- RECORD EXTRACTS
+ + +
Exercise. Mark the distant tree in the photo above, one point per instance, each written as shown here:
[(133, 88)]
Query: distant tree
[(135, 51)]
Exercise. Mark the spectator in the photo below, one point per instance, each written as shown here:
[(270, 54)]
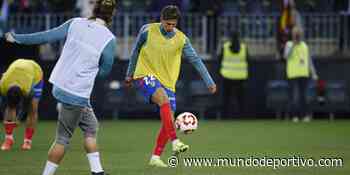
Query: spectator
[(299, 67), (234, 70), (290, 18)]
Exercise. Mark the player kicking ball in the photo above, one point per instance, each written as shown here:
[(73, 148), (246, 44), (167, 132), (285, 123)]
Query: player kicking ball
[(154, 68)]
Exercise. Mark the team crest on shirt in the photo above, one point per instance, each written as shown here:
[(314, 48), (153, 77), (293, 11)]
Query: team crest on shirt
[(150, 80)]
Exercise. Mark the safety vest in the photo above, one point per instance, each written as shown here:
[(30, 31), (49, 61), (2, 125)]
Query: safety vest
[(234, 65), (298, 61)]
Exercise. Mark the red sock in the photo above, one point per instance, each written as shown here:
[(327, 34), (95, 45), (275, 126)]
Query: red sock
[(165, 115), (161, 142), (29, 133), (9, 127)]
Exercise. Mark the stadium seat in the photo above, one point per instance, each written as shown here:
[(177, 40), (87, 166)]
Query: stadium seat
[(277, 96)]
+ + +
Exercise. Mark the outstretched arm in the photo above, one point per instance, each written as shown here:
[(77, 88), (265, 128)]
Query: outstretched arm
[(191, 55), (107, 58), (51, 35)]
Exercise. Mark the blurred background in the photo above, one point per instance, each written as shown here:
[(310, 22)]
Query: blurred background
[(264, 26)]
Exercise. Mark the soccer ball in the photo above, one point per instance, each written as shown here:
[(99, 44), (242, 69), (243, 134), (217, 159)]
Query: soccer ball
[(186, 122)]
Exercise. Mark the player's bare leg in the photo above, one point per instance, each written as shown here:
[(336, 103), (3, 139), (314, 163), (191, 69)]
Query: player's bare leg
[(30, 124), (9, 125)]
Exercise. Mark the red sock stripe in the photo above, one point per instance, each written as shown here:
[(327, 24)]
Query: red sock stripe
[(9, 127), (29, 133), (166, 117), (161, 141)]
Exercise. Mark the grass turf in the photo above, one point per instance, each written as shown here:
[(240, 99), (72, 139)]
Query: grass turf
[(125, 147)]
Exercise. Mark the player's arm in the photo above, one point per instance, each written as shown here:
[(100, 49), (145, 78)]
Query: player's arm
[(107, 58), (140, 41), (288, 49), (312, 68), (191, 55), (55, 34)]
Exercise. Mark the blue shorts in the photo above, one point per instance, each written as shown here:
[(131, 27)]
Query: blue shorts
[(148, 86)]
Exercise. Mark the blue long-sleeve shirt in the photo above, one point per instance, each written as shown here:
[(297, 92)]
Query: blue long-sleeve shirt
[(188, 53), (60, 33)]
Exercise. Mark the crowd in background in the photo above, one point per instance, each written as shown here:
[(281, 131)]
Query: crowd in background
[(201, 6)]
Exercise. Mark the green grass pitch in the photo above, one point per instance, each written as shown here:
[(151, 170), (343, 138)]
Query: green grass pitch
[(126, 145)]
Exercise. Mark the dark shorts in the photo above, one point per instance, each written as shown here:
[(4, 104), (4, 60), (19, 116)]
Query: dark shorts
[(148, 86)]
+ + +
- TASK DIRECTIONS
Present everything from the line containing "Exercise. Mark the stadium" down to the line containing "[(277, 96)]", both included, as a Markdown table with the columns Row and Line. Number each line in Row and leave out any blank lines.

- THE OUTPUT
| Row | Line |
|---|---|
| 1 | Exercise. Mark the stadium seat in the photo above, one point per instance, each written as shown here: |
| 2 | [(177, 40), (87, 166)] |
| 3 | Query: stadium seat |
| 4 | [(277, 96)] |